> _What you are asked to do_:
Rewrite all of the lines below with "shelf-audit checker" changed to "inventory checker" and everything else left as it is. Leave the pictures out.

━━ Data section

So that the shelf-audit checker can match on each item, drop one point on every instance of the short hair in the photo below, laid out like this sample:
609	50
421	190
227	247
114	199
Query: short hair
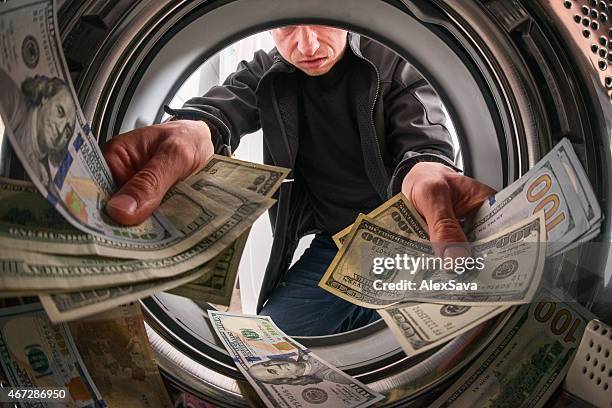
34	89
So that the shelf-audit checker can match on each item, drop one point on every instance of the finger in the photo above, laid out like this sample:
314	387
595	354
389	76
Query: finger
128	152
142	194
473	195
445	232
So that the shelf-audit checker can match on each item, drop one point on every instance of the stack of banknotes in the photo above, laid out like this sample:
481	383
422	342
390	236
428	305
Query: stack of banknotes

━━━━

> _Exercise answer_:
So that the inventory checker can match on each item, drop one point on every instance of the short hair in the photo below, laid out like this sample:
609	50
421	190
227	247
114	199
Query: short hair
34	89
So that the inventory checker can match on each item, drop one point on every instance of the finger in the photo above, laid out like this sample:
314	387
595	354
389	76
Query: finger
128	152
142	194
473	195
445	232
So that the inventory checker can match on each item, drop one point on every instance of the stack of banknotes in the photo above, laid out like this sample:
481	383
422	342
390	236
428	305
Query: stack of banknotes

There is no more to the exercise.